Front definitely needs moar lower, and I'm debating on running some 10-15mm spacers all around.



















Lemme know what you think!


----------



## cox (Jan 21, 2012)

i love it!


----------



## nismoboy (Dec 30, 2010)

Amazing looking loving them pictures buddy.


----------



## scott240 (Jan 8, 2006)

Thanks guys!

Should have another update soon, maybe tomorrow as it is my day off. I messed with my front coilovers today, lowered it a smidge but needs a little more tweaking for my liking.


----------



## midnightclub (Apr 23, 2010)

Lovely R32 mate.....


----------



## Arza (Jun 30, 2011)

perfectly! looks very good with the ssr on a black r32 gtr


----------



## scott240 (Jan 8, 2006)

Thanks a lot guys! Still lots to improve on and change for my liking. Need to finish working on the stance, will most likely have to roll the inner fender lips so they don't destroy my tires.


----------



## scott240 (Jan 8, 2006)

Hey guys, need some help on fitting my C's short shifter. After lots of head scratching and google searching, I have come to the conclusion that the kit I bought from Japan did not come with the small aluminum spacer. Now I am unable to move the shifter side to side, only up and down into 3&4 and neutral.

SUPPLIED DATA >>

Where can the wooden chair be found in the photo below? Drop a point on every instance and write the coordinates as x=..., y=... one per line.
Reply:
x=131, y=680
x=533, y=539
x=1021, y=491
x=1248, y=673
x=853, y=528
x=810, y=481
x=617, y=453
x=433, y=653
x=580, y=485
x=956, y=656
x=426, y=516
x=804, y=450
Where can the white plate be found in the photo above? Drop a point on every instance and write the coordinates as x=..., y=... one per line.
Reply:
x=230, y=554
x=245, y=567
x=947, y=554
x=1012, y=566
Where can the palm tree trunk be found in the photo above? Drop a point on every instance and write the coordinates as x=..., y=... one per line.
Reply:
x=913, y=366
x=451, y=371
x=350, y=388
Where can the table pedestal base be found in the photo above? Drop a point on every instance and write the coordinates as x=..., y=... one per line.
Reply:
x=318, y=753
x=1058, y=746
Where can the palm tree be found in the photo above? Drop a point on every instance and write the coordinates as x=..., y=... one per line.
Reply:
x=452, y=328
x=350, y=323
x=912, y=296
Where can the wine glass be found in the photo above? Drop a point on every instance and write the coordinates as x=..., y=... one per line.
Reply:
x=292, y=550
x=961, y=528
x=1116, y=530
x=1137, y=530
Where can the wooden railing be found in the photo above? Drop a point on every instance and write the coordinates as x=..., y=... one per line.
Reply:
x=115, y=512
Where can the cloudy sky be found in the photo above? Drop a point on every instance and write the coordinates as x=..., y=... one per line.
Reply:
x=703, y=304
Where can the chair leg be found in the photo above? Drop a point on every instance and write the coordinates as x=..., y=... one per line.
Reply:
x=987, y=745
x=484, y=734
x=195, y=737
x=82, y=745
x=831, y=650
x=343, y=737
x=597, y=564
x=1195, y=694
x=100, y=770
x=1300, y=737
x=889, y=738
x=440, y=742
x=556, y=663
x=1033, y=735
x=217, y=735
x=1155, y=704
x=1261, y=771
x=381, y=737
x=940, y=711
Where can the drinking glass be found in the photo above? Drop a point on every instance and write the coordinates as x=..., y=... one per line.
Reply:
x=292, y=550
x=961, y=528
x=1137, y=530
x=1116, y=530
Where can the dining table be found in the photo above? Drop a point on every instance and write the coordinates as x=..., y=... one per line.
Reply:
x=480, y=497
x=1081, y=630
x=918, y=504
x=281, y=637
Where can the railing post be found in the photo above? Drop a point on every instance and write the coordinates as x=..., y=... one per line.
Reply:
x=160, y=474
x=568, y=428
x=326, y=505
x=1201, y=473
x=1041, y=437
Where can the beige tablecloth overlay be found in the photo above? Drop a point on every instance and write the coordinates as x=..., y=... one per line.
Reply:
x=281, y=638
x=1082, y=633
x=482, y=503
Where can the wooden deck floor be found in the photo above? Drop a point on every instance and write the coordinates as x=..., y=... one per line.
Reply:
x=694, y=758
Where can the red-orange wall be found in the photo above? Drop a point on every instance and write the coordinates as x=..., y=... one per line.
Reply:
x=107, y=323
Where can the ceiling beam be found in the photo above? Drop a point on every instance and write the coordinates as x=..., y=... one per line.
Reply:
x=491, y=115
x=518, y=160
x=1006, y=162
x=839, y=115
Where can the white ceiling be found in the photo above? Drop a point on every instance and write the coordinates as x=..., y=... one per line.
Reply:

DIRECTIONS >> Reproduce the R32 forum thread word for word, in full.

WRITTEN SOLUTION >>
Front definitely needs moar lower, and I'm debating on running some 10-15mm spacers all around.



















Lemme know what you think!


----------



## cox (Jan 21, 2012)

i love it!


----------



## nismoboy (Dec 30, 2010)

Amazing looking loving them pictures buddy.


----------



## scott240 (Jan 8, 2006)

Thanks guys!

Should have another update soon, maybe tomorrow as it is my day off. I messed with my front coilovers today, lowered it a smidge but needs a little more tweaking for my liking.


----------



## midnightclub (Apr 23, 2010)

Lovely R32 mate.....


----------



## Arza (Jun 30, 2011)

perfectly! looks very good with the ssr on a black r32 gtr


----------



## scott240 (Jan 8, 2006)

Thanks a lot guys! Still lots to improve on and change for my liking. Need to finish working on the stance, will most likely have to roll the inner fender lips so they don't destroy my tires.


----------



## scott240 (Jan 8, 2006)

Hey guys, need some help on fitting my C's short shifter. After lots of head scratching and google searching, I have come to the conclusion that the kit I bought from Japan did not come with the small aluminum spacer. Now I am unable to move the shifter side to side, only up and down into 3&4 and neutral.